» Text shown:
---------------
Patryk Pawlak, Senior Analyst, EU Institute for Security Studies in Paris
Patryk Pawlak is a Senior Analyst at the EU Institute for Security Studies in Paris where he deals with internal security policies of the EU, including cyber security. He holds a PhD in Political Science from the European University Institute in Florence. Prior to joining the EUISS, he was a visiting scholar at numerous research institutions in Europe and in the United States. Dr Pawlak has published extensively in numerous peer-reviewed journals and contributed to several collective research and publication projects on European foreign and security policies, including on transatlantic homeland security and data protection co-operation.
Maria Grazia Porcedda, Research Assistant, European University Institute (Italy)
Maria Grazia Porcedda is Research Assistant with the SURVEILLE and SurPRISE projects at the European University Institute (Italy), where she will complete her PhD thesis on the reconciliation of privacy and data protection with the prevention of cybercrime and the pursuit of cybersecurity. She holds an LLM. in Comparative European and International Law from the European University Institute and an MA in International Relations from the University of Bologna. She previously worked at the Centre de Recherche Informatique et Droit (Belgium) on privacy and cloud computing, and as a trainee on privacy issues at both the Organization for Economic Co-operation and Development (OECD) and the European Data Protection Supervisor (EDPS).
---------------
» Data for review:
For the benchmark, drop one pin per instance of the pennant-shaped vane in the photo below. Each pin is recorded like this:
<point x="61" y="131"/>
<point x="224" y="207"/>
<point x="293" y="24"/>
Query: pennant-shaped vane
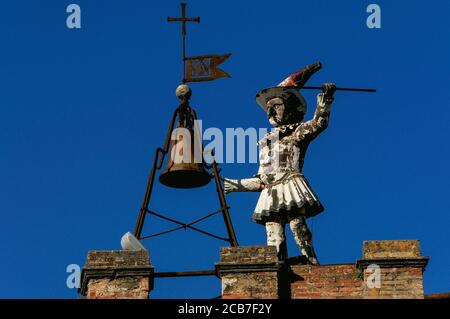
---------------
» Prompt 1:
Copy the speaker biographies word for word, from "Maria Grazia Porcedda, Research" to "Protection Supervisor (EDPS).".
» Prompt 2:
Continue the speaker biographies from where they end.

» Written reply 1:
Maria Grazia Porcedda, Research Assistant, European University Institute (Italy)
Maria Grazia Porcedda is Research Assistant with the SURVEILLE and SurPRISE projects at the European University Institute (Italy), where she will complete her PhD thesis on the reconciliation of privacy and data protection with the prevention of cybercrime and the pursuit of cybersecurity. She holds an LLM. in Comparative European and International Law from the European University Institute and an MA in International Relations from the University of Bologna. She previously worked at the Centre de Recherche Informatique et Droit (Belgium) on privacy and cloud computing, and as a trainee on privacy issues at both the Organization for Economic Co-operation and Development (OECD) and the European Data Protection Supervisor (EDPS).

» Written reply 2:
Judith V. Reppy, Professor, Cornell University
Judith V. Reppy, PhD, is Professor Emerita in the Department of Science and Technology and Studies and a Graduate School Professor at Cornell University. She is also a former Director and Associate Director of the Peace Studies Program (now the Judith Reppy Institute for Peace and Conflict Studies). She has been a visiting fellow at the Science Studies Unit (Edinburgh University), Science and Technology Studies (Manchester University), the Science Policy Research Unit (Sussex University), and the Center for International Studies (MIT). She was co-chair of US Pugwash from 1995-2000 and in 2002-3 served on the National Academy of Sciences’ Committee on Research Standards and Practices to Prevent the Destructive Application of Biotechnology (‘the Fink Committee’). Dr Reppy’s current research interests include dual-use technology, export control policy, and the impact of WikiLeaks on journalism and on diplomatic practices. Her most recent book is Getting to Zero: The Path to Nuclear Disarmament (Stanford University Press, 20 11), co-editor (with Catherine Kelleher) and author.
Andra Siibak, Senior Research Fellow, Institute of Journalism and Communication, University of Tartu, Estonia
Andra Siibak, is a Senior Research Fellow in Media Studies at the Institute of Journalism and Communication, University of Tartu, Estonia. Her present research interests include audience fragmentation in new media environments, perceptions and constructions of privacy on social media. Her articles have appeared in Journal of Computer-Mediated Communication, Cyberpsychology, Young, Trames, and others.